§ **Written task a**
Report every line of the records below that contains the word "post", and treat case as significant.

§ **Given text**
I'll just ask direct questions instead.
Do you love me as more than a friend?
Do you have a hard time not holding my hand or cuddling with me when I'm with you?
Do you have hope I will wait for you instead of dating other women?
These are the basic things I need to know to make a decision. I went the long way about it telling you my thoughts.
Don't worry about reading through it again and commenting on it. That's fine.
I do love you very much which is why this is difficult for me. I don't want to move on, but I've finally learned to stop fighting for someone who is ok with losing me. If your not ok with losing me I need to know. That's basically it.
I hope this doesn't sound attacking. I honestly don't see that it is. I'm just trying to make a decision and need the facts to do it.
---email---------

I'm honestly confused. Can someone help me understand the ladies mind. Is this her way of breaking up, but not wanting to be the "bad guy". Is she just hoping i'll move along without her explicitly saying it?


----------



## Mr.Married

Your a complete chump. Your so far in the friend zone that even God knows you ain’t gettin’ none. That woman is such a dead end that you would have to be the most desperate fool on the face of the earth to keep arriving at her relationship gate of hell.

I christen thee: Giant Chump _sprinkles unholy water_


----------



## Andy1001

What he said.^^^^^


----------



## Diana7

If God is telling her not to date you then it may well be because she doesn't seem to be able to maintain any sort of healthy relationship or marriage. She may well need to remain single from now on. You say she has been married and divorced several times!?!?.How many? That is not a sign of an emotionally healthy person.
The mistake you made was dating her again after the divorce. As I see it she doesn't want you in that way, but won't fully let you go because she hates the thought of you dating anyone else. That's very selfish.
For your own good stop contact, you are not married, and move on.


----------



## chumpaward

Mr.Married said:


> Your a complete chump. Your so far in the friend zone that even God knows you ain’t gettin’ none. That woman is such a dead end that you would have to be the most desperate fool on the face of the earth to keep arriving at her relationship gate of hell.
> 
> I christen thee: Giant Chump _sprinkles unholy water_


Lmao, I know, but I was honestly ok with that if she was willing to spend the rest of our lives together. We were married 16 years, and she is my closest friend. Yes, all hail the giant chump.


----------



## chumpaward

Diana7 said:


> If God is telling her not to date you then it may well be because she doesn't seem to be able to maintain any sort of healthy relationship or marriage. She may well need to remain single from now on. You say she has been married and divorced several times!?!?.How many? That is not a sign of an emotionally healthy person.
> The mistake you made was dating her again after the divorce. As I see it she doesn't want you in that way, but won't fully let you go because she hates the thought of you dating anyone else. That's very selfish.
> For your own good stop contact, you are not married, and move on.


3 times before. Yes, and her being 8 years older with 4 children when we married makes me somewhat of a unicorn.


----------



## Diana7

chumpaward said:


> 3 times before. Yes, and her being 8 years older with 4 children when we married makes me somewhat of a unicorn.


3 times before your divorce? So twice before she met you?

§ **Provided material**
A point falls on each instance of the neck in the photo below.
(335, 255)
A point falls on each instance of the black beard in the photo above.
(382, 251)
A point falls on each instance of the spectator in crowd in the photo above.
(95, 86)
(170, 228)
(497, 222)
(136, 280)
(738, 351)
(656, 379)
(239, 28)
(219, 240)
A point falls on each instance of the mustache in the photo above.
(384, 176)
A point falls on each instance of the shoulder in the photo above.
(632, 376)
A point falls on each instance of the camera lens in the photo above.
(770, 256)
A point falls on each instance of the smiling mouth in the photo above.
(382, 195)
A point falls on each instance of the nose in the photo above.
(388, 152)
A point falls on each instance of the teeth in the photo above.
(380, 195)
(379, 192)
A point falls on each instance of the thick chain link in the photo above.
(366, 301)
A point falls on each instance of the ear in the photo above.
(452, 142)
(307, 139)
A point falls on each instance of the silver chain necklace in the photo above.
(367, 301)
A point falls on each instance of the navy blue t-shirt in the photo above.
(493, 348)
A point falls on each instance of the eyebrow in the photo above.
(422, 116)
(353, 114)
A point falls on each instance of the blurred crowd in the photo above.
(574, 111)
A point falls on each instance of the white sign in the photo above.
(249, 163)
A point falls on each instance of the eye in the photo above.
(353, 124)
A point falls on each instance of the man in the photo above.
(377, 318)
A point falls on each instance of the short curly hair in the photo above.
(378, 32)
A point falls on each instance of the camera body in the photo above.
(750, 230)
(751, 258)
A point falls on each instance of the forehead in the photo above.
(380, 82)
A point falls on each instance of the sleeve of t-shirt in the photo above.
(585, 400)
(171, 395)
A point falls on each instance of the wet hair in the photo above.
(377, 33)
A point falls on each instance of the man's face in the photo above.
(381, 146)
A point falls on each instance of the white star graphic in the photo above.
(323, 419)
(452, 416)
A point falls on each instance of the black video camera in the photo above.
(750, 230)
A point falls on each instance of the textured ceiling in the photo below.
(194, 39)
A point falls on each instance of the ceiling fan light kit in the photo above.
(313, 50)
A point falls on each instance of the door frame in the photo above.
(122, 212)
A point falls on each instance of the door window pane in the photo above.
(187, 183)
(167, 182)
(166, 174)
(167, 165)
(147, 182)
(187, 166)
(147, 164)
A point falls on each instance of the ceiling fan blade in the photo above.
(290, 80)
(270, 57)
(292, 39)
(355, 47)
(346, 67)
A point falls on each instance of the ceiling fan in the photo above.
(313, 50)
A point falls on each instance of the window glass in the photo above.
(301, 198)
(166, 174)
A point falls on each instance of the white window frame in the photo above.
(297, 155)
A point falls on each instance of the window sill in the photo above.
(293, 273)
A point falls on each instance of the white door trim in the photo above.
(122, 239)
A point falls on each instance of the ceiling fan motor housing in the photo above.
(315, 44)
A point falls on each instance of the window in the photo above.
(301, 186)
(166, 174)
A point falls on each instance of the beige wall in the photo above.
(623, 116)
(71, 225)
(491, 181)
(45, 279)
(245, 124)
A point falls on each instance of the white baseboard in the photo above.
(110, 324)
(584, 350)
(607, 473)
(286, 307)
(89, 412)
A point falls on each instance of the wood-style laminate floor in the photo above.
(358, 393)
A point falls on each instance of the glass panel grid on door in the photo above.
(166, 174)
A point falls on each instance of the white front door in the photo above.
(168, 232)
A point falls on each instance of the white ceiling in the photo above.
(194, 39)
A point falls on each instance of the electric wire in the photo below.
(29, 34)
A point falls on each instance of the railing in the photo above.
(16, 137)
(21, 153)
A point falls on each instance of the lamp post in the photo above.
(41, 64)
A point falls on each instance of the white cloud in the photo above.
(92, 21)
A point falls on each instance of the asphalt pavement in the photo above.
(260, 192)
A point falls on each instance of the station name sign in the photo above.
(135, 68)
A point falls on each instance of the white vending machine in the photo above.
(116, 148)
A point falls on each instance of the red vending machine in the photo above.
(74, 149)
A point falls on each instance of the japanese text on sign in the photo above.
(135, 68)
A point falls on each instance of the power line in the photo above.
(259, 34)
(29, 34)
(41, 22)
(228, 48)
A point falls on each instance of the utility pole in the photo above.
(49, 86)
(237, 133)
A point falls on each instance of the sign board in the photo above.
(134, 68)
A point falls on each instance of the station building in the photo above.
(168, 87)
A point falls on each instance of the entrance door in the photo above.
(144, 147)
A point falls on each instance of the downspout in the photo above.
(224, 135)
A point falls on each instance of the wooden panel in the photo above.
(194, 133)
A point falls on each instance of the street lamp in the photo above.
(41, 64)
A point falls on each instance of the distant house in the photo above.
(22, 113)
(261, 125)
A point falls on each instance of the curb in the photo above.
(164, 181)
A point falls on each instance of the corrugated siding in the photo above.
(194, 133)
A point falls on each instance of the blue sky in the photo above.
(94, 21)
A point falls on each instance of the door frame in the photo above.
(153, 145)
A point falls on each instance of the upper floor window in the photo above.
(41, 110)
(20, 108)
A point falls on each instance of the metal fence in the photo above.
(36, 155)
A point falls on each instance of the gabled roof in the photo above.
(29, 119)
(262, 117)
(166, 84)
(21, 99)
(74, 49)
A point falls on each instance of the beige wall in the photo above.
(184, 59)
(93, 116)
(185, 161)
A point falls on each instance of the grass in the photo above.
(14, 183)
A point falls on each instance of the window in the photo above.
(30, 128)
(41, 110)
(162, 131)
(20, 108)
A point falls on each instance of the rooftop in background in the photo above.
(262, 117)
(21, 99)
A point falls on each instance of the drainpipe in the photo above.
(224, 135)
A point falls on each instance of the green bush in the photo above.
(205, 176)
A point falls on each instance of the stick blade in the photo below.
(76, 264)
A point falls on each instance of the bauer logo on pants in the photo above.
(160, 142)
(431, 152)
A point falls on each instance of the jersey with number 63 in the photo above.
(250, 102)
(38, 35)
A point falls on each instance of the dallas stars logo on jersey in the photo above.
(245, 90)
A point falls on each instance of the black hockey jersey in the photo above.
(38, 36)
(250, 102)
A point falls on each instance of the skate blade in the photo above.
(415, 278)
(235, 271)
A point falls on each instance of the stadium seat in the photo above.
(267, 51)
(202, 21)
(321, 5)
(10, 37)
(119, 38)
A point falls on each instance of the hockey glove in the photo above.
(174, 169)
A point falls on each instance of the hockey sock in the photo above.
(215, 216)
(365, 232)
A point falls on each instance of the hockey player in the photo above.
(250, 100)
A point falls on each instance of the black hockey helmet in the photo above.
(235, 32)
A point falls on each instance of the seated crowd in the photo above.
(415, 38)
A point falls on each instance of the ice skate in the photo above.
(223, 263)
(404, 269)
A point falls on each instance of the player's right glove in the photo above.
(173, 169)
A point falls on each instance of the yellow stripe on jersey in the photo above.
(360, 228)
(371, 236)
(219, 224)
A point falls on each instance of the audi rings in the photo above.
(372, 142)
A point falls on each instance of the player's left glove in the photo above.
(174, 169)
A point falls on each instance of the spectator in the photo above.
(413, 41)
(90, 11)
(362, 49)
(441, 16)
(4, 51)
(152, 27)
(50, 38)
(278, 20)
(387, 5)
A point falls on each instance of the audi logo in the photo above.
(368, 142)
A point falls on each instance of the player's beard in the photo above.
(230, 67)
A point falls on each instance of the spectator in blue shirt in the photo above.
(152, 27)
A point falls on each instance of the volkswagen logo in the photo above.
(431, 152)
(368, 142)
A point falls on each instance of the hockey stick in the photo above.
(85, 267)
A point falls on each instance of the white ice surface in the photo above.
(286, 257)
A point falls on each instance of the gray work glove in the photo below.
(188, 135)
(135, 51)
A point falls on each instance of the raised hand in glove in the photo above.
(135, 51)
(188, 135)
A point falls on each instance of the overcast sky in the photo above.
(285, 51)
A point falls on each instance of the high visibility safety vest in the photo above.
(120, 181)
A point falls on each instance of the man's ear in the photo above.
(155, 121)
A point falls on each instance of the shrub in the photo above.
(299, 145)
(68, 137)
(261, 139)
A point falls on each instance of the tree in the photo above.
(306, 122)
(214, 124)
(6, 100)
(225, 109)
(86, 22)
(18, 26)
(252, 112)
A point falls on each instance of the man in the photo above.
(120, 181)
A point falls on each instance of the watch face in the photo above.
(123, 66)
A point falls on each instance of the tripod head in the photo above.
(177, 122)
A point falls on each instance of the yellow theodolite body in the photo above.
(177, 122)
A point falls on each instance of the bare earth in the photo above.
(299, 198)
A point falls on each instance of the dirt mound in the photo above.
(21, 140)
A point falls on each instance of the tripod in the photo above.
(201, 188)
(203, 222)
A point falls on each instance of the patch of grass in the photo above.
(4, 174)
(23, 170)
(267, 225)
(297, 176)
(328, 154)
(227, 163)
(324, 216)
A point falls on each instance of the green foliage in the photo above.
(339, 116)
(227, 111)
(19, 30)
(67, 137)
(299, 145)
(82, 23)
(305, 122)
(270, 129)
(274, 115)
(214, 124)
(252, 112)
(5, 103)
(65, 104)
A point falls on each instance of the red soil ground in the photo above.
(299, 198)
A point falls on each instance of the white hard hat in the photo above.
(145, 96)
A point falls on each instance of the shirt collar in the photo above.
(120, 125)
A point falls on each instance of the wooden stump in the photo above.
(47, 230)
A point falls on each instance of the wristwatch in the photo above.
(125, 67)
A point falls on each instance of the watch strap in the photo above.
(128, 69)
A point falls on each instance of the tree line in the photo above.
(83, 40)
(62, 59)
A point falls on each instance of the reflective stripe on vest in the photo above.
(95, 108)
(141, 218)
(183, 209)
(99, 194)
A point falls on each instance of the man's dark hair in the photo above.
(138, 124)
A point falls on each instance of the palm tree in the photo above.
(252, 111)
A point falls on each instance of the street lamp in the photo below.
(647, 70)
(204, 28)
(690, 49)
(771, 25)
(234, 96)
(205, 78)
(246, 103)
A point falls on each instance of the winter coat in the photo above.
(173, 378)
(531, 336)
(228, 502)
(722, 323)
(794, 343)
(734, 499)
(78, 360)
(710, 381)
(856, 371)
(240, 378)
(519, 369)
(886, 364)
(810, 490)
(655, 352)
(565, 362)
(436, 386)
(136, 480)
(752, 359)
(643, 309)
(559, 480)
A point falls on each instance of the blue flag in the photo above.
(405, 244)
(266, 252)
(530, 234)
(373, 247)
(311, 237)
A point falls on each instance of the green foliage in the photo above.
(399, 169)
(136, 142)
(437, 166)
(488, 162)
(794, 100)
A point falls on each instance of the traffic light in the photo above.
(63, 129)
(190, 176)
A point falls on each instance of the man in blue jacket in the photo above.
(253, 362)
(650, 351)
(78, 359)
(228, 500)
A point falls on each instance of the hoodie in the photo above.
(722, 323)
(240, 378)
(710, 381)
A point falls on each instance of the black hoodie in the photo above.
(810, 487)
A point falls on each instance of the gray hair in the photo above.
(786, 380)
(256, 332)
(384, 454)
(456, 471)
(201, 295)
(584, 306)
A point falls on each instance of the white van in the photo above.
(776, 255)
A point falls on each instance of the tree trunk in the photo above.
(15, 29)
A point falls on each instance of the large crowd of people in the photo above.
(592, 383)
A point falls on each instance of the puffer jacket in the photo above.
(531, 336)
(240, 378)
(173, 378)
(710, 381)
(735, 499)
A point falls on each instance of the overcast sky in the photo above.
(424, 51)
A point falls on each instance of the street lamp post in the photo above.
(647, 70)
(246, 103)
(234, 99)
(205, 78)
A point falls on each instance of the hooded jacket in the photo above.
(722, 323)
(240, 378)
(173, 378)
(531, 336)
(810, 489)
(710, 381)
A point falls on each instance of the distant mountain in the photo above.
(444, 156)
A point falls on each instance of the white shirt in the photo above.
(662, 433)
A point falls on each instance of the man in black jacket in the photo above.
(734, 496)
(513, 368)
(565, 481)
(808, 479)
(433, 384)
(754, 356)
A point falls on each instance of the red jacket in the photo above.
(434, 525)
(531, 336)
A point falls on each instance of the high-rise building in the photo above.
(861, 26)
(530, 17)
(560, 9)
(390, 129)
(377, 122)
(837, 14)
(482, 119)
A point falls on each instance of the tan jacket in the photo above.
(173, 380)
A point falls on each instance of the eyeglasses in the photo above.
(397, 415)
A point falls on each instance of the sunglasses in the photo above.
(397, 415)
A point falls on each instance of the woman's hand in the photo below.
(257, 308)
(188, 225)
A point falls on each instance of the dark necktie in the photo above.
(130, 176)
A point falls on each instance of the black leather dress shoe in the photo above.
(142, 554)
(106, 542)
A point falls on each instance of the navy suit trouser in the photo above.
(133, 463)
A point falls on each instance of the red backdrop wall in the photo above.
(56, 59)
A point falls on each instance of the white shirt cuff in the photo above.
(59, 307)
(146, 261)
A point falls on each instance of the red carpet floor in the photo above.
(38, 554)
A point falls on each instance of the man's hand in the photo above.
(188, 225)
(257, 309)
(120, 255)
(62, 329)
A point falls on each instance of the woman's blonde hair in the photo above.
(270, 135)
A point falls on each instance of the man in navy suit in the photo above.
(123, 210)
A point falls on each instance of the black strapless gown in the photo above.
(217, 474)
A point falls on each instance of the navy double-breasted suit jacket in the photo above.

§ **Written task b**
Echo the part of the forum thread above between "I do love you" and "facts to do it.", inclusive.

§ **Correct output a**
A point falls on each instance of the lamp post in the photo above.
A point falls on each instance of the street lamp post in the photo above.

§ **Correct output b**
I do love you very much which is why this is difficult for me. I don't want to move on, but I've finally learned to stop fighting for someone who is ok with losing me. If your not ok with losing me I need to know. That's basically it.
I hope this doesn't sound attacking. I honestly don't see that it is. I'm just trying to make a decision and need the facts to do it.